(Entries taken from a collection)
***

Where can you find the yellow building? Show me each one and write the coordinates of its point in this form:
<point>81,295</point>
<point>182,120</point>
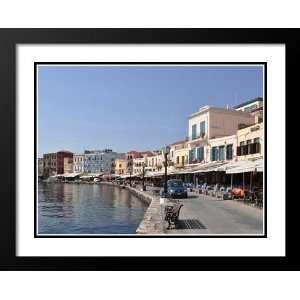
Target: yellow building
<point>68,165</point>
<point>179,154</point>
<point>121,166</point>
<point>250,142</point>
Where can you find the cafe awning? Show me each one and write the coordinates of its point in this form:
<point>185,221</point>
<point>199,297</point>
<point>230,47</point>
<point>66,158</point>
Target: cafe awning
<point>244,166</point>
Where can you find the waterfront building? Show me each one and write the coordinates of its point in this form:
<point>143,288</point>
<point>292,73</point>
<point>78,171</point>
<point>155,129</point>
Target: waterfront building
<point>138,158</point>
<point>222,149</point>
<point>60,156</point>
<point>211,123</point>
<point>254,107</point>
<point>250,142</point>
<point>50,163</point>
<point>250,105</point>
<point>138,165</point>
<point>68,165</point>
<point>100,161</point>
<point>155,162</point>
<point>78,163</point>
<point>120,167</point>
<point>40,167</point>
<point>179,154</point>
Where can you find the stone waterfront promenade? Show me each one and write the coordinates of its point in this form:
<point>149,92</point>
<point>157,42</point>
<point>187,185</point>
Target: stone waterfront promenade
<point>221,217</point>
<point>152,222</point>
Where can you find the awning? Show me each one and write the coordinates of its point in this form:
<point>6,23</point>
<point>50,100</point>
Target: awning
<point>71,175</point>
<point>208,167</point>
<point>244,166</point>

***

■ EXERCISE BRIEF: What you give back must be the data above, reproduced exactly and free of pictures.

■ SOLUTION TO THIS PROBLEM:
Where can you find the yellow building? Show me each one and write the coordinates of its point in this form:
<point>81,295</point>
<point>182,120</point>
Target: yellow building
<point>68,165</point>
<point>179,154</point>
<point>121,166</point>
<point>250,142</point>
Where can you find the cafe awning? Show me each one and write the coordinates of its point in this form:
<point>185,221</point>
<point>199,297</point>
<point>230,47</point>
<point>66,158</point>
Target: cafe awning
<point>244,166</point>
Where can you find the waterfront building? Show me each one and write the coordinates of its point in this form:
<point>143,288</point>
<point>292,73</point>
<point>78,171</point>
<point>155,129</point>
Target: waterfront building
<point>138,158</point>
<point>222,149</point>
<point>60,156</point>
<point>211,123</point>
<point>254,107</point>
<point>250,142</point>
<point>50,163</point>
<point>250,105</point>
<point>138,165</point>
<point>68,165</point>
<point>100,161</point>
<point>155,162</point>
<point>78,163</point>
<point>120,167</point>
<point>40,167</point>
<point>179,154</point>
Where can you find the stone waterfront promenade? Show me each one and write the coordinates of its point in this form:
<point>149,92</point>
<point>157,42</point>
<point>187,185</point>
Target: stone waterfront promenade
<point>221,217</point>
<point>152,222</point>
Where can you find the awning? Show me each one and write the coordinates of its point in this form:
<point>6,23</point>
<point>50,100</point>
Target: awning
<point>71,175</point>
<point>208,167</point>
<point>244,166</point>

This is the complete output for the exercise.